• Re: PSA: Clipboard differences between Chromium & Firefox across platforms

    From Maria Sophia@mariasophia@comprehension.com to alt.comp.software.firefox,comp.sys.mac.system,alt.os.linux on Sun Feb 15 21:01:50 2026
    From Newsgroup: alt.os.linux

    Thanks go to Lawrence for making me find a clipboard analyzer on Windows.
    Tto my knowledge, in decades on these ngs, nobody ever has discussed them.

    This is the one I used:'
    InsideClipboard v1.30
    Web site: https://www.nirsoft.net

    For those in this thread who are not on Windows, there are certain Windows-specific oddities that may need to be explained in that output.

    The "format" field is a numeric identifier that Windows uses internally to label a clipboard format.
    Format ID 1 = CF_TEXT
    Format ID 7 = CF_OEMTEXT
    Format ID 13 = CF_UNICODETEXT
    Format ID 16 = CF_LOCALE
    These are built in Windows formats.
    They exist on every Windows system.

    Yet the important ones in this test were:
    Format ID 49426 = HTML Format
    Format ID 49661 = Chromium internal source RFH token
    Format ID 49683 = Chromium internal source URL

    For each of those, Chromium told Windows (taking one as an example):
    "I want to register a clipboard format named HTML Format"
    and Windows assigned it ID 49426.

    Windows doesn't care what it's called.
    Windows just assigns it an available number.

    Why are the second set of numbers so big?
    Because Windows built-in formats use up all the small numbers:
    1, 7, 13, 16, etc.
    While application-registered formats use available large numbers:
    49426, 49661, 49683.

    These indicate that Chromium placed multiple formats on the clipboard
    HTML Format
    Chromium internal source RFH token
    Chromium internal source URL

    But when your Notepad++ macro rewrote the clipboard, all of those formats disappeared.
    A. This is why Ctrl+A started working again.
    B. The shortcuts.xml CTRL+B macro removed the HTML Fragment land mine

    This proves the PSA (at least the problematic Chromium portion of the PSA).
    And it proves the single-step solution (on Windows).

    Voila!
    I love one-step automation!
    --
    If we think we understand something, we don't. But if we think we don't
    quite yet understand something, then we're just beginning to understand it.
    --- Synchronet 3.21b-Linux NewsLink 1.2
  • From Maria Sophia@mariasophia@comprehension.com to alt.comp.software.firefox,comp.sys.mac.system,alt.os.linux on Sun Feb 15 21:29:15 2026
    From Newsgroup: alt.os.linux

    Maria Sophia wrote:
    Each section of your output helps confirm the pattern I was trying to describe in the PSA and your suggestion for me to do the same resonated.

    Lawrence and Paul and Carlos were way ahead of me all along, but,
    I think I finally figured it out, where I'm usually the last to know. :)

    This reminds me, in a small way, of how I felt when reading Einstein's 1916 book (later revised in the early 1920's, which lost copyright 100 years
    later) in that every revelation reveals a new mystery to resolve next.

    Keeping in mind the whole thing started when I pasted Chromium text into Notepad++ which caused Control+A to die, this is a short explanation.

    Windows assigns every clipboard format a numeric ID, e.g., 1, 7, 13, 16.
    CF_TEXT is the old ANSI text format.

Requirements:
Continue the forum thread on Windows clipboard formats from its last sentence. The lines that follow have no connection to the forum thread on clipboard formats.

Source material:

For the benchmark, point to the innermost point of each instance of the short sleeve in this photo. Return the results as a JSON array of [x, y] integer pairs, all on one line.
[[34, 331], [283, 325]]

Output of the task:
    CF_OEMTEXT is the old OEM codepage text format.
    CF_UNICODETEXT is the modern Unicode text format.
    CF_LOCALE tells Windows what language or locale the text came from
    etc.

    While NirSoft InsideClipboard shows those IDs, it turns out that Chromium registers its own formats by name, so Windows assigns those names whatever available (usually large) numbers it has, such as 49426 or 49683.

    Notepad++ does not use most of those CF clipboard formats directly.
    Notepad++ almost always just asks Windows only for CF_UNICODETEXT.

    The important detail is that Windows uses the HTML Format entry to generate
    the plain text that Notepad++ receives. That conversion step is where the invisible CTRL+A land mine comes from.

    That means the presence of HTML Format changes how the plain
    text is produced, even though Notepad++ never reads the HTML itself.

    When the control+B shortcuts.xml macro rewrites the clipboard, it removes
    HTML Format and all Chromium internal formats.

    With only plain text formats left, Windows no longer has to convert from
    HTML, so the plain text becomes clean and Ctrl+A works again.

    But what exactly is causing Control+A to stop working in Notepad++?
    The reason Ctrl+A dies is not that HTML is pasted into the file.

    The problem actually happens earlier, inside Windows, when Windows converts
    the HTML Format entry into CF_UNICODETEXT for Notepad++.

    When Chromium puts HTML Format on the clipboard, Windows must run its HTML-to-text converter. That converter uses the StartHTML, EndHTML, StartFragment, and EndFragment offsets inside the HTML Fragment block.

    If those offsets are wrong, or if the HTML fragment is malformed, the
    converter can produce a CF_UNICODETEXT stream with hidden control
    characters, mismatched boundaries, or an unexpected buffer length.

    Notepad++ receives that CF_UNICODETEXT stream and loads it into its
    internal Scintilla buffer. If the buffer contains an unexpected control sequence or a broken length field, Scintilla can fail to compute the
    full document range.

    Bingo!

    When that happens, Ctrl+A does not select the whole buffer because
    Scintilla thinks the document ends earlier than it actually does.

    The Control+B macro fixes the issue because it wipes the clipboard and
    replaces it with plain text only (among other things that it does).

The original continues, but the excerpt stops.